[Work order] Whenever a line in the entries below contains "frame", copy that line.

[Segmentation mask data]
● ● ● ● ●

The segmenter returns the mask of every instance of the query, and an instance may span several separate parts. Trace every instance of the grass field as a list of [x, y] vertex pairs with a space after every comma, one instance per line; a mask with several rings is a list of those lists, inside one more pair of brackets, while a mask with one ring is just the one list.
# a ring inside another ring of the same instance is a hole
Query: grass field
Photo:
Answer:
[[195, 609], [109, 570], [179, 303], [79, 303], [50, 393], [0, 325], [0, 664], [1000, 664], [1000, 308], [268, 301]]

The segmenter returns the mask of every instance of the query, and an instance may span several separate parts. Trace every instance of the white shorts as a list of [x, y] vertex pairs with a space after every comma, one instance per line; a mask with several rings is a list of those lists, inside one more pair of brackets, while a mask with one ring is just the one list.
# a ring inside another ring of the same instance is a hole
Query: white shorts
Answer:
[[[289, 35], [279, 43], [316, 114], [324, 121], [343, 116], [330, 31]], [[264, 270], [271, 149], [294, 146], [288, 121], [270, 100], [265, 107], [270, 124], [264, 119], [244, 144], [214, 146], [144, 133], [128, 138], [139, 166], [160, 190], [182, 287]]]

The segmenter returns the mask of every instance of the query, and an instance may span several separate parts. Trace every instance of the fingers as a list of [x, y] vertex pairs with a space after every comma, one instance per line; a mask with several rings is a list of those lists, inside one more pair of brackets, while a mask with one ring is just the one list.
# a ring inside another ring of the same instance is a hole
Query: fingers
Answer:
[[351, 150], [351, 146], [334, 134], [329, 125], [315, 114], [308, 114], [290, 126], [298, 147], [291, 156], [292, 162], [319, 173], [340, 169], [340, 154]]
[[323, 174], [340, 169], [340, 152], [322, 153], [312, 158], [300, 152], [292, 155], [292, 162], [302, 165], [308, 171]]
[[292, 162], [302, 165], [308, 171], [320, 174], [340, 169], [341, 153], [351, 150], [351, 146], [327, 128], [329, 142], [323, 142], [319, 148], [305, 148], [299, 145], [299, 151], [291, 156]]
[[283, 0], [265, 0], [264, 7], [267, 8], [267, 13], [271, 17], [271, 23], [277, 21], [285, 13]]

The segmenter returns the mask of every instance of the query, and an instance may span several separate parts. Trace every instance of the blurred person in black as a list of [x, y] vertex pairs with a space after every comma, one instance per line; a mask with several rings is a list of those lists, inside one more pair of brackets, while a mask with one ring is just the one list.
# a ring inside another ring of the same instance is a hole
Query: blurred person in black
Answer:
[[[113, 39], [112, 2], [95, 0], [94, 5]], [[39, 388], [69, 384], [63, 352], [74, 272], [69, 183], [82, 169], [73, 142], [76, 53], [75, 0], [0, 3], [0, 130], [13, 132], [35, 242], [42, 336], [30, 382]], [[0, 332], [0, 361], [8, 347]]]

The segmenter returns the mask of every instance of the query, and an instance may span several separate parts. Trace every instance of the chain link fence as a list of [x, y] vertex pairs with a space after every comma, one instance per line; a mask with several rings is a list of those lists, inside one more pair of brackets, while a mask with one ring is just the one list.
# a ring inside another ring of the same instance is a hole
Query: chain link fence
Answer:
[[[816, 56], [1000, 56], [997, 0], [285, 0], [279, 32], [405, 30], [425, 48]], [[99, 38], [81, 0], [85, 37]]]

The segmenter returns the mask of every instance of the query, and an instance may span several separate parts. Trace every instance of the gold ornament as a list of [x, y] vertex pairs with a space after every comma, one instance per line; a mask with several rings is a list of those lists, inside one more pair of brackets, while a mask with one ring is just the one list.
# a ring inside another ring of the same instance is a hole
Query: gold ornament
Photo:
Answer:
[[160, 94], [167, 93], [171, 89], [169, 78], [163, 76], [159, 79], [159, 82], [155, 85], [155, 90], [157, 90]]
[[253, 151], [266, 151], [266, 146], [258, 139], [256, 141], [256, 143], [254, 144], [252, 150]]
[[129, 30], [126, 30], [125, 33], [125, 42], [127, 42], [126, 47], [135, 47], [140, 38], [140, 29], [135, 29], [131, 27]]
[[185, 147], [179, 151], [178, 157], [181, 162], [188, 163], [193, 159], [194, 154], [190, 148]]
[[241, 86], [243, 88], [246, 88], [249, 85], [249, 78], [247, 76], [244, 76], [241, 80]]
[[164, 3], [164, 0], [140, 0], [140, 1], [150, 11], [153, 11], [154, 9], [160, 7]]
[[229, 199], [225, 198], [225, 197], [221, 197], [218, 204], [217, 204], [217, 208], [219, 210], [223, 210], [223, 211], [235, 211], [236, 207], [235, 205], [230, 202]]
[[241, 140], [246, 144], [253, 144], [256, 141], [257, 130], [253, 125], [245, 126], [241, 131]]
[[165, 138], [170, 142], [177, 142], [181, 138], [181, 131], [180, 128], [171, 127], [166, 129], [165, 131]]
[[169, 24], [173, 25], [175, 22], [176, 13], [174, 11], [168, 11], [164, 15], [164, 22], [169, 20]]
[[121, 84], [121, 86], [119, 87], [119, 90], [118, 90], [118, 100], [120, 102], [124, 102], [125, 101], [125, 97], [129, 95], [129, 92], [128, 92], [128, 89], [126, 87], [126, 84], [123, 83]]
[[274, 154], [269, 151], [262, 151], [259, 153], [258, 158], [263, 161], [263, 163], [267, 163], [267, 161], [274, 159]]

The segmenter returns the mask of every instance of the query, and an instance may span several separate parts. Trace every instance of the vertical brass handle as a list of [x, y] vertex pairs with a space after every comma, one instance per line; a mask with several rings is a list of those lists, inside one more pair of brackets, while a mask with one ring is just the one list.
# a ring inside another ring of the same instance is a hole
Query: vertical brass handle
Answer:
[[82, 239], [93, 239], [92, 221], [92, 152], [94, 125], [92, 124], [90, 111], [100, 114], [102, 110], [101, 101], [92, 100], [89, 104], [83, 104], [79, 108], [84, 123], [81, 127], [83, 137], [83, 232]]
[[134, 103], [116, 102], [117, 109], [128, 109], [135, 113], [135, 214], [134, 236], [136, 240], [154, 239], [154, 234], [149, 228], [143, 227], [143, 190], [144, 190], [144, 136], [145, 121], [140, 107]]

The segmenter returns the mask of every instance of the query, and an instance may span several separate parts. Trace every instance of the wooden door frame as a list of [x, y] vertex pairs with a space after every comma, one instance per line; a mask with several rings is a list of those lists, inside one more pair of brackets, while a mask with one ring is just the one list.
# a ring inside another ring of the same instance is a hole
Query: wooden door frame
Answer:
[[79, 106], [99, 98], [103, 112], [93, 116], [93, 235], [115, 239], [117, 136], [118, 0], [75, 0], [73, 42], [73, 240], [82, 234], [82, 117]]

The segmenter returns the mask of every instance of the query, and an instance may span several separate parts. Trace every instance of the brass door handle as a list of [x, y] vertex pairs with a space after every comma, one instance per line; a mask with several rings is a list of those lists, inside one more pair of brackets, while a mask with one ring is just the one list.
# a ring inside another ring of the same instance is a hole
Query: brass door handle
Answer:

● ● ● ● ●

[Exercise result]
The segmenter returns the mask of every instance of the query, and an instance may span several separate parts. Trace every instance of the wooden door frame as a list of [x, y] vertex pairs with a space after every comma, one instance per line; a mask with several rings is a list of those lists, inside one more pair of brackets, while a mask with one ring is just the one list.
Query: wooden door frame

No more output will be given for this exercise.